((

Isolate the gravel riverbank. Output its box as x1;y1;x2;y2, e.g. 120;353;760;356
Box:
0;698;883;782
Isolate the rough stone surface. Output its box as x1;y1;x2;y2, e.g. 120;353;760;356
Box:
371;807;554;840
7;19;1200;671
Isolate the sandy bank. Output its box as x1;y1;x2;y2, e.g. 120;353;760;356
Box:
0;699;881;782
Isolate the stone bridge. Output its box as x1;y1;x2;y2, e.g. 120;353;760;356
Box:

))

→ **Directive**: Rescale the lines above by writing all of them out again, requests included, with every box coordinate in the answers multiplied by 1.6 and rounded to a whole number, halves going up. The numbers in the requests and their format samples stay as they are.

→ **Reply**:
Isolate the gravel riverbank. Output its box as x1;y1;x2;y2, e.g. 120;353;760;356
Box:
0;1117;1413;1251
Isolate the rough stone surface. Output its box as x1;y1;x2;y2, e.g. 120;353;760;356
Box:
594;1291;886;1344
11;30;1920;1074
Isolate the sandy bank. Output its box as x1;y1;x2;y2, e.g. 120;353;760;356
Box:
0;1118;1410;1251
Isolate the stone bridge. Output its box as x1;y1;x2;y2, e.g. 120;353;760;356
Box:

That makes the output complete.